- [Exercise prompt]
Which lines in the data below contain the word "tree"? Pull each of them out.

- [Study material]
******************************

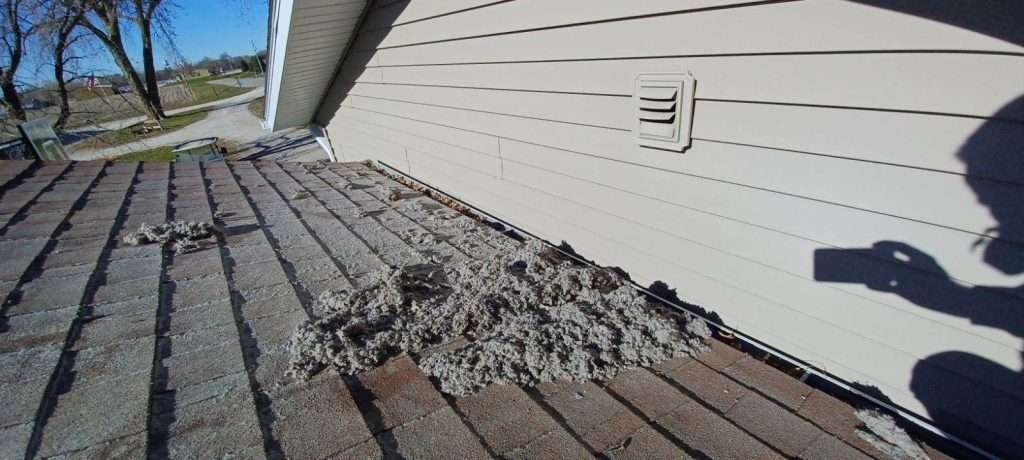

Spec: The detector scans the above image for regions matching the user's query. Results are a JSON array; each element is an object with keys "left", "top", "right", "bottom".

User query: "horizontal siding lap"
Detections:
[
  {"left": 367, "top": 0, "right": 753, "bottom": 49},
  {"left": 501, "top": 151, "right": 1024, "bottom": 349},
  {"left": 332, "top": 124, "right": 409, "bottom": 168},
  {"left": 327, "top": 106, "right": 1024, "bottom": 364},
  {"left": 337, "top": 94, "right": 1019, "bottom": 255},
  {"left": 342, "top": 126, "right": 1024, "bottom": 448},
  {"left": 374, "top": 1, "right": 1023, "bottom": 66},
  {"left": 319, "top": 0, "right": 1024, "bottom": 446},
  {"left": 362, "top": 54, "right": 1024, "bottom": 122},
  {"left": 336, "top": 105, "right": 498, "bottom": 155},
  {"left": 407, "top": 148, "right": 1024, "bottom": 449},
  {"left": 347, "top": 81, "right": 627, "bottom": 128},
  {"left": 396, "top": 144, "right": 1010, "bottom": 416},
  {"left": 362, "top": 0, "right": 507, "bottom": 30},
  {"left": 335, "top": 113, "right": 501, "bottom": 177},
  {"left": 345, "top": 81, "right": 1024, "bottom": 183},
  {"left": 327, "top": 110, "right": 1024, "bottom": 362},
  {"left": 330, "top": 97, "right": 1022, "bottom": 289}
]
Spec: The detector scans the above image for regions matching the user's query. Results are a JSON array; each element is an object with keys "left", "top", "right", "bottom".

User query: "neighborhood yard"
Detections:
[
  {"left": 168, "top": 74, "right": 255, "bottom": 107},
  {"left": 113, "top": 145, "right": 175, "bottom": 161},
  {"left": 75, "top": 109, "right": 209, "bottom": 150}
]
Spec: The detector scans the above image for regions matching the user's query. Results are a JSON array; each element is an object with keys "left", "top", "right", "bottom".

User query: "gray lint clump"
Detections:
[
  {"left": 287, "top": 239, "right": 709, "bottom": 396},
  {"left": 855, "top": 409, "right": 931, "bottom": 460},
  {"left": 122, "top": 221, "right": 221, "bottom": 255}
]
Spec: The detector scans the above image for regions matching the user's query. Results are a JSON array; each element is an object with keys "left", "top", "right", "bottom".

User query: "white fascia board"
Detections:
[{"left": 265, "top": 0, "right": 295, "bottom": 132}]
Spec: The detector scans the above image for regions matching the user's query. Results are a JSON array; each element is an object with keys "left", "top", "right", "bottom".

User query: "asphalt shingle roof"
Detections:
[{"left": 0, "top": 159, "right": 932, "bottom": 459}]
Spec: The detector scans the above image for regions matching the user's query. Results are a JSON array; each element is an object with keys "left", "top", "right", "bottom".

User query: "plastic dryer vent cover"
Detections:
[{"left": 634, "top": 73, "right": 696, "bottom": 152}]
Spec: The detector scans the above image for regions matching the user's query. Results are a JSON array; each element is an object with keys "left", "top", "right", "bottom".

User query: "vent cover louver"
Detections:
[{"left": 634, "top": 73, "right": 695, "bottom": 152}]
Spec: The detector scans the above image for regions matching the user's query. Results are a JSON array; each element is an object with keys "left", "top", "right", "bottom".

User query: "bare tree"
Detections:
[
  {"left": 75, "top": 0, "right": 166, "bottom": 120},
  {"left": 1, "top": 0, "right": 40, "bottom": 122},
  {"left": 132, "top": 0, "right": 164, "bottom": 115},
  {"left": 38, "top": 1, "right": 86, "bottom": 130}
]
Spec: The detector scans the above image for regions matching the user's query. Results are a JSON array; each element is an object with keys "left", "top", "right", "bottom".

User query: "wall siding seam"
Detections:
[{"left": 496, "top": 137, "right": 504, "bottom": 179}]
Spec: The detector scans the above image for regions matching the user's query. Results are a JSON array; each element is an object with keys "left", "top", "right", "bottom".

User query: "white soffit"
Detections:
[{"left": 265, "top": 0, "right": 369, "bottom": 132}]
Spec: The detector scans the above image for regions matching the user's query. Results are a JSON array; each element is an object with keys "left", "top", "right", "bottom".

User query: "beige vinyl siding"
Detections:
[{"left": 316, "top": 0, "right": 1024, "bottom": 453}]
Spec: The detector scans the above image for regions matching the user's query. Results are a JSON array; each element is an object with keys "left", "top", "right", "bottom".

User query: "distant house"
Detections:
[
  {"left": 69, "top": 78, "right": 117, "bottom": 100},
  {"left": 264, "top": 2, "right": 1024, "bottom": 458},
  {"left": 183, "top": 68, "right": 211, "bottom": 79}
]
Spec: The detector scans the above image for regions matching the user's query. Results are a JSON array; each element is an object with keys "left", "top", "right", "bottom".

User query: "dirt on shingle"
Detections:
[
  {"left": 287, "top": 239, "right": 709, "bottom": 396},
  {"left": 121, "top": 221, "right": 221, "bottom": 255},
  {"left": 855, "top": 409, "right": 932, "bottom": 460}
]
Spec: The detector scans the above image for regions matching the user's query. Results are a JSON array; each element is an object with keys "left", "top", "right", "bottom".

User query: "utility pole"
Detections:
[{"left": 250, "top": 40, "right": 265, "bottom": 75}]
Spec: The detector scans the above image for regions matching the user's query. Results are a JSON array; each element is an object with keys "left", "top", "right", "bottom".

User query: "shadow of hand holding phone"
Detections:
[{"left": 812, "top": 95, "right": 1024, "bottom": 455}]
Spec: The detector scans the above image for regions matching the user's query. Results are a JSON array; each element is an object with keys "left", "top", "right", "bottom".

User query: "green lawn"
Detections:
[
  {"left": 212, "top": 70, "right": 260, "bottom": 81},
  {"left": 248, "top": 97, "right": 265, "bottom": 119},
  {"left": 78, "top": 109, "right": 209, "bottom": 149},
  {"left": 172, "top": 80, "right": 252, "bottom": 107},
  {"left": 115, "top": 145, "right": 175, "bottom": 161}
]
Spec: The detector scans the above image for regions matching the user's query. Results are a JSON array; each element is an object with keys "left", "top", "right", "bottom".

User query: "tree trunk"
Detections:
[
  {"left": 136, "top": 15, "right": 164, "bottom": 116},
  {"left": 2, "top": 0, "right": 27, "bottom": 122},
  {"left": 84, "top": 2, "right": 164, "bottom": 121},
  {"left": 52, "top": 51, "right": 71, "bottom": 130},
  {"left": 0, "top": 75, "right": 26, "bottom": 122},
  {"left": 108, "top": 44, "right": 162, "bottom": 121}
]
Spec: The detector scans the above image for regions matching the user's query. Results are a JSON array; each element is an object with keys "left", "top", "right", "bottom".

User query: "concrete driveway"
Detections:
[
  {"left": 65, "top": 80, "right": 265, "bottom": 143},
  {"left": 68, "top": 87, "right": 267, "bottom": 160}
]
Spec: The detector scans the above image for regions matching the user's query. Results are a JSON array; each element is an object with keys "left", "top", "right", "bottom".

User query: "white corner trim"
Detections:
[
  {"left": 309, "top": 124, "right": 337, "bottom": 162},
  {"left": 264, "top": 0, "right": 295, "bottom": 132}
]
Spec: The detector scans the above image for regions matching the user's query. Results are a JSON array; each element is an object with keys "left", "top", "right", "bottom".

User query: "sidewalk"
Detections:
[
  {"left": 68, "top": 87, "right": 266, "bottom": 161},
  {"left": 65, "top": 83, "right": 265, "bottom": 146}
]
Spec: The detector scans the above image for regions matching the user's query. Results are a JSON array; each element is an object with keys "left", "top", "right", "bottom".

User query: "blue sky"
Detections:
[
  {"left": 158, "top": 0, "right": 269, "bottom": 65},
  {"left": 24, "top": 0, "right": 268, "bottom": 84}
]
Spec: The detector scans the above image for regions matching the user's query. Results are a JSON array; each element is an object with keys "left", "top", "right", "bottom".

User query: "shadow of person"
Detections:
[{"left": 813, "top": 95, "right": 1024, "bottom": 457}]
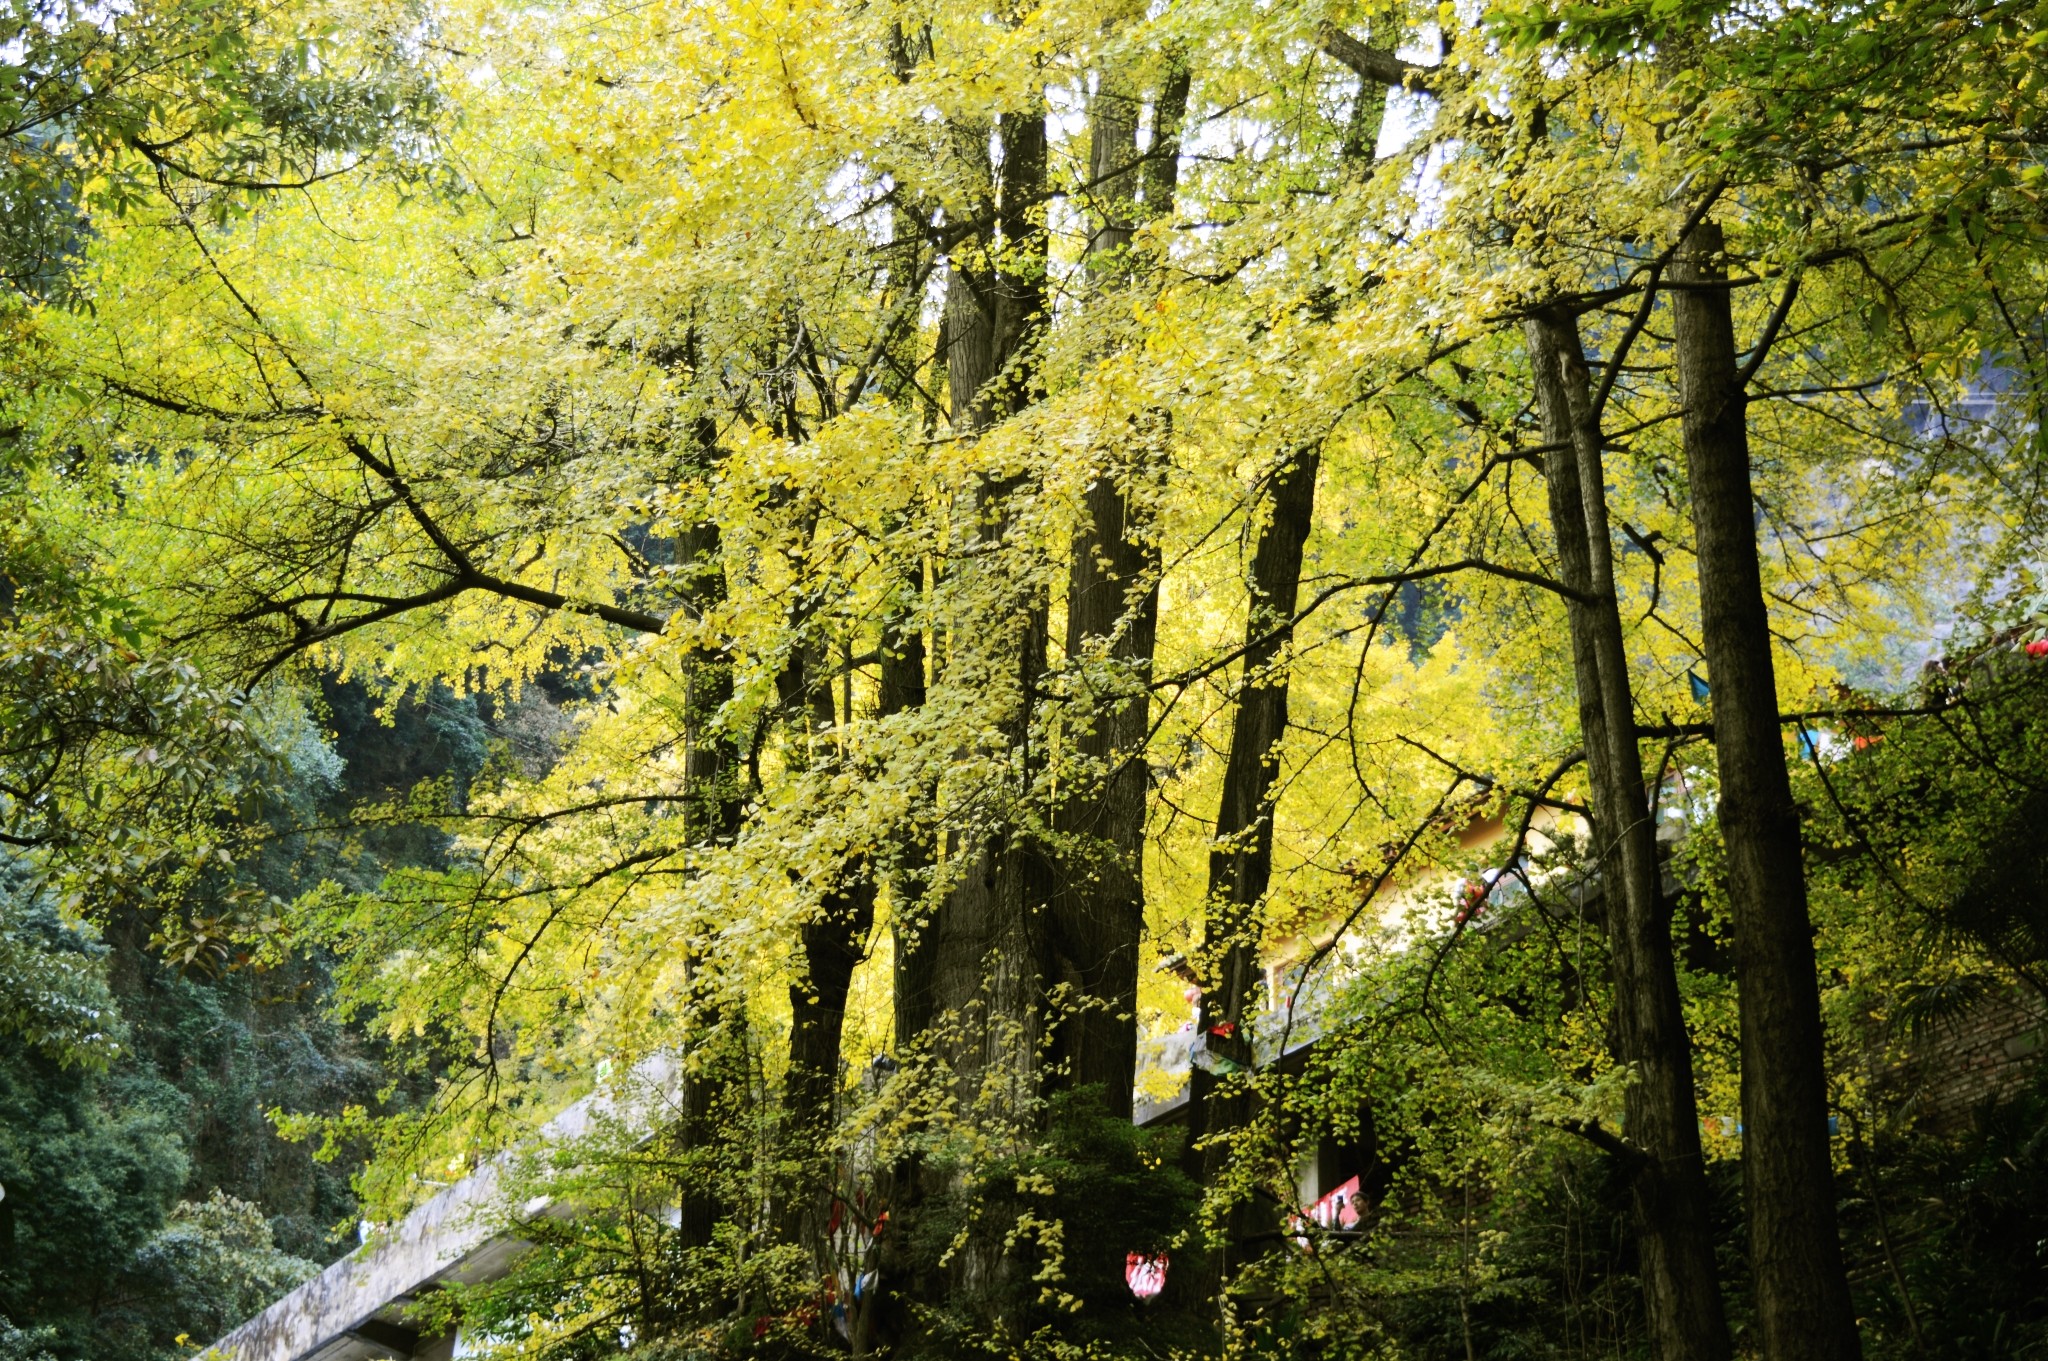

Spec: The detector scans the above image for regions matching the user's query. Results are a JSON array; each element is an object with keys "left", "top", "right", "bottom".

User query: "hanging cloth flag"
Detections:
[
  {"left": 1687, "top": 670, "right": 1711, "bottom": 702},
  {"left": 1125, "top": 1253, "right": 1169, "bottom": 1301}
]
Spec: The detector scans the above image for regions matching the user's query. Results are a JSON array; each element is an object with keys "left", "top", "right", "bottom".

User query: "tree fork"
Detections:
[{"left": 1671, "top": 219, "right": 1861, "bottom": 1361}]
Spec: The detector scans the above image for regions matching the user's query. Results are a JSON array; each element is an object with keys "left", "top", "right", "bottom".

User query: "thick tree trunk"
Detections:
[
  {"left": 1185, "top": 445, "right": 1319, "bottom": 1215},
  {"left": 672, "top": 472, "right": 746, "bottom": 1254},
  {"left": 1043, "top": 70, "right": 1173, "bottom": 1119},
  {"left": 900, "top": 103, "right": 1062, "bottom": 1337},
  {"left": 1670, "top": 220, "right": 1861, "bottom": 1361},
  {"left": 783, "top": 644, "right": 876, "bottom": 1144},
  {"left": 923, "top": 103, "right": 1051, "bottom": 1101},
  {"left": 1525, "top": 309, "right": 1733, "bottom": 1361}
]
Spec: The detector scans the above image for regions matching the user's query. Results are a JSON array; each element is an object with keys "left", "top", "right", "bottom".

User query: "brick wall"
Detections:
[{"left": 1887, "top": 986, "right": 2047, "bottom": 1133}]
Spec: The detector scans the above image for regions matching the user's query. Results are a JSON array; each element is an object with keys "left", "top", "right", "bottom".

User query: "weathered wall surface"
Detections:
[{"left": 1888, "top": 985, "right": 2047, "bottom": 1133}]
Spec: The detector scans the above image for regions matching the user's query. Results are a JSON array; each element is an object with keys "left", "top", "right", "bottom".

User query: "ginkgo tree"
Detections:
[{"left": 17, "top": 0, "right": 2048, "bottom": 1354}]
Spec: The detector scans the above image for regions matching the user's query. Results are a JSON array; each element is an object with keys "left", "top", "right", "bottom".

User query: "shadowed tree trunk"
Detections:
[
  {"left": 1184, "top": 443, "right": 1320, "bottom": 1238},
  {"left": 869, "top": 522, "right": 935, "bottom": 1359},
  {"left": 1181, "top": 41, "right": 1378, "bottom": 1257},
  {"left": 781, "top": 106, "right": 941, "bottom": 1143},
  {"left": 1043, "top": 64, "right": 1187, "bottom": 1119},
  {"left": 1525, "top": 307, "right": 1733, "bottom": 1361},
  {"left": 884, "top": 551, "right": 936, "bottom": 1052},
  {"left": 672, "top": 418, "right": 747, "bottom": 1255},
  {"left": 1670, "top": 219, "right": 1861, "bottom": 1361},
  {"left": 884, "top": 98, "right": 1056, "bottom": 1339},
  {"left": 1048, "top": 458, "right": 1155, "bottom": 1117},
  {"left": 920, "top": 101, "right": 1052, "bottom": 1106},
  {"left": 782, "top": 641, "right": 876, "bottom": 1150}
]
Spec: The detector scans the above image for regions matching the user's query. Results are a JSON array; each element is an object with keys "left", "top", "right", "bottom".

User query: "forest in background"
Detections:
[{"left": 1, "top": 0, "right": 2046, "bottom": 1356}]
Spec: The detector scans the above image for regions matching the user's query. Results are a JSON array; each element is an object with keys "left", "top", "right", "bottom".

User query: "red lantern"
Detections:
[{"left": 1125, "top": 1252, "right": 1168, "bottom": 1302}]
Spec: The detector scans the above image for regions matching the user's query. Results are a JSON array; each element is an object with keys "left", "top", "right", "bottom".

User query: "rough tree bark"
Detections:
[
  {"left": 1185, "top": 443, "right": 1320, "bottom": 1220},
  {"left": 919, "top": 101, "right": 1052, "bottom": 1103},
  {"left": 1043, "top": 65, "right": 1187, "bottom": 1119},
  {"left": 671, "top": 417, "right": 747, "bottom": 1254},
  {"left": 885, "top": 97, "right": 1055, "bottom": 1338},
  {"left": 1670, "top": 219, "right": 1861, "bottom": 1361},
  {"left": 1524, "top": 308, "right": 1733, "bottom": 1361}
]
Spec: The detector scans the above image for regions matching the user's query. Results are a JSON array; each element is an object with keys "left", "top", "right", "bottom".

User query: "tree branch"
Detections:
[
  {"left": 1734, "top": 268, "right": 1803, "bottom": 391},
  {"left": 1550, "top": 1115, "right": 1649, "bottom": 1168},
  {"left": 1317, "top": 22, "right": 1438, "bottom": 92}
]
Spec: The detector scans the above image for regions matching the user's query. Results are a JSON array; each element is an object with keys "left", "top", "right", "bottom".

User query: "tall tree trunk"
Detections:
[
  {"left": 672, "top": 426, "right": 746, "bottom": 1254},
  {"left": 885, "top": 552, "right": 936, "bottom": 1052},
  {"left": 1047, "top": 463, "right": 1154, "bottom": 1115},
  {"left": 898, "top": 100, "right": 1055, "bottom": 1336},
  {"left": 922, "top": 102, "right": 1051, "bottom": 1102},
  {"left": 782, "top": 642, "right": 876, "bottom": 1146},
  {"left": 1182, "top": 43, "right": 1376, "bottom": 1243},
  {"left": 1043, "top": 67, "right": 1180, "bottom": 1119},
  {"left": 870, "top": 542, "right": 936, "bottom": 1358},
  {"left": 874, "top": 105, "right": 942, "bottom": 1057},
  {"left": 779, "top": 112, "right": 939, "bottom": 1130},
  {"left": 1185, "top": 444, "right": 1319, "bottom": 1222},
  {"left": 1525, "top": 308, "right": 1733, "bottom": 1361},
  {"left": 1670, "top": 220, "right": 1861, "bottom": 1361},
  {"left": 1187, "top": 34, "right": 1392, "bottom": 1244}
]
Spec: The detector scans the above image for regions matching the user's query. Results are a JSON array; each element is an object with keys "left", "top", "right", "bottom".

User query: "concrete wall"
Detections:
[{"left": 205, "top": 1057, "right": 678, "bottom": 1361}]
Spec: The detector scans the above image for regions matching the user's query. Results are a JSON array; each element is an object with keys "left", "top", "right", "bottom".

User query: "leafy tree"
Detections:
[
  {"left": 0, "top": 1002, "right": 188, "bottom": 1357},
  {"left": 5, "top": 0, "right": 2048, "bottom": 1356}
]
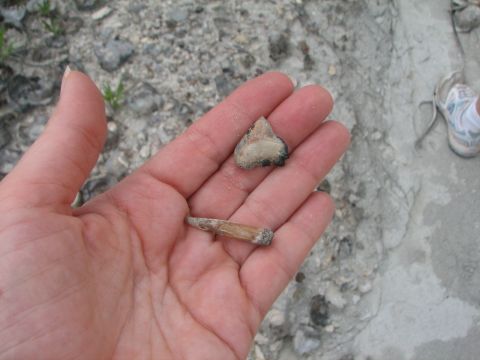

******************************

- [Exercise output]
User query: "bare tree"
User query: "tree trunk"
User query: "tree fork"
User query: "thick tree trunk"
User query: "ginkgo tree"
User query: "shadowed tree trunk"
User query: "rough tree bark"
User query: "tree branch"
User query: "tall tree trunk"
User query: "leafy tree"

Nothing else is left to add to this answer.